■ **TEXT FOR ANALYSIS**:
※

Others are prepared to return to the frontbench on the grounds that it is their duty to be a voice for the 9 million people who voted Labour at the last election and to provide an opposition to the Tories. Yet many say they will only do so if the parliamentary party is allowed to elect at least some of the frontbench. That would give them a way of returning on their terms and with at least some shreds of dignity. Mr Corbyn’s circle sound extremely resistant to that. From their point of view, they have good reasons not to accept the demand. They don’t see why he should agree to elections that would surround him with hostiles in his top team.
Nor do they see why he should concede to the demands of the parliamentary party when he has just seen off its attempt to unseat him. The general emollience of his victory speech had a streak of menace when he warned Labour MPs “to respect the democratic choice that has been made”.
With or without shadow cabinet elections, a lot of senior Labour figures will not serve in his team anyway. They say they cannot bite their tongues for long when, as they see it, the Labour party they love is being destroyed. They ask how it is possible to sit on Mr Corbyn’s frontbench when 172 of them have publicly declared him unfit to be leader of the opposition.
One thing they will now have time to ponder on is why their advice was rejected by the party. It might be convenient for moderate Labour MPs to blame the failure of the challenge entirely on the flaws of the challenger, but it would also be wrong. What the last three months have exposed again are fundamental weaknesses on the centre-left. Labour MPs often express dismay at Mr Corbyn’s claims to be building a “social movement” superior to his parliamentary party. They mock it as the politics of protest and a betrayal of Labour’s founding purpose, set out in Clause I of the party constitution, to aim for power. The former frontbencher Tristram Hunt wittily despairs that his party is becoming “the political wing of the Stop the War coalition”. They are right to say that there is a big difference between rousing rallies of the already converted and the harder challenge of moving enough of the wider population into your column to win a general election.

※

■ **EXERCISE DATA**:
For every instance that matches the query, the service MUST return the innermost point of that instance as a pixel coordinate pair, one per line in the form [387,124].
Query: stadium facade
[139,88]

※

■ **DIRECTIONS FOR THIS TASK**: In the piece on Labour's frontbench, rewrite the part that opens with the words "With or without" and closes with "of the opposition.", putting "prominent" in place of "senior". Work only from the text.

■ **SOLUTION TO THE EXERCISE**:
With or without shadow cabinet elections, a lot of prominent Labour figures will not serve in his team anyway. They say they cannot bite their tongues for long when, as they see it, the Labour party they love is being destroyed. They ask how it is possible to sit on Mr Corbyn’s frontbench when 172 of them have publicly declared him unfit to be leader of the opposition.